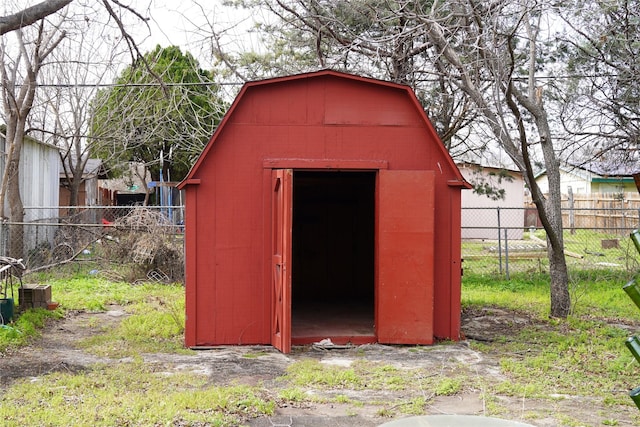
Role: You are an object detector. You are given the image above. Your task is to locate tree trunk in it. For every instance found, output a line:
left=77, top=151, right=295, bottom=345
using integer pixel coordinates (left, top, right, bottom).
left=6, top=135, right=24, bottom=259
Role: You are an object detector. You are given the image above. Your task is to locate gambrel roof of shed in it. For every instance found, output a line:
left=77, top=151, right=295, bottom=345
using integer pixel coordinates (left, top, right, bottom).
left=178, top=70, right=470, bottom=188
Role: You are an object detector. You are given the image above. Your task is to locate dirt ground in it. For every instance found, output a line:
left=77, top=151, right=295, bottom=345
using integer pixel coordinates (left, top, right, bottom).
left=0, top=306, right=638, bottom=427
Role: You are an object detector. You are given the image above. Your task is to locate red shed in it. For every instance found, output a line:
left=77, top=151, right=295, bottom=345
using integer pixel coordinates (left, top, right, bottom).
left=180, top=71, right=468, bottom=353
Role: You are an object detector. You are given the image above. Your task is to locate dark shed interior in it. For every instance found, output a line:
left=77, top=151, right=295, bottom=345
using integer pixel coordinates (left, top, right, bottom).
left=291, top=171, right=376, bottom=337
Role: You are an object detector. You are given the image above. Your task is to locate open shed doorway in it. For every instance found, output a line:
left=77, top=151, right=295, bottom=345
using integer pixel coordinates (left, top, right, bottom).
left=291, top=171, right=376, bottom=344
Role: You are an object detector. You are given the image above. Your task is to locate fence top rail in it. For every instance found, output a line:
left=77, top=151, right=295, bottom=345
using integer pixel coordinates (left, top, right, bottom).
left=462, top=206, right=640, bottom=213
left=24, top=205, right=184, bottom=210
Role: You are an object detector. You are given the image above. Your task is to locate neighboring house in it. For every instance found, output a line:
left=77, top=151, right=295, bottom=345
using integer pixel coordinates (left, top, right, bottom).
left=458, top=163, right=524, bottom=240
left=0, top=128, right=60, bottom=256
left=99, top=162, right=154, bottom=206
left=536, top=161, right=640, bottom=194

GIVEN EXERCISE
Report each line of the records that contains the string "found", where case counts.

SOLUTION FOR THIS PROBLEM
Role: You are an object detector. You are given the image above. Your task is to locate tree trunk in it. For every instance found, output a line:
Role: You are an object detector. You are given the image above. Your task is to locate gambrel roof of shed in it. For every instance found, output a line:
Role: You are an object detector. You are given the image above. Your task is to locate dirt ground in it. For every instance found, output a line:
Role: You are an object detector. You are given the image above. Your task is to locate red shed in it. For every instance found, output a line:
Role: You are an object detector. You are given the image above. Your task is to locate dark shed interior in it. For every instance found, output a line:
Role: You are an object detector. You are given the image above. Your task is to locate open shed doorway in it. For every instance found, output a line:
Role: You are an object detector. You are given the image above. Your task is to locate fence top rail in it. For every instance found, output a line:
Role: You are an object detector. You are given the image above. Your task is to locate neighboring house in it. For every instance found, output a line:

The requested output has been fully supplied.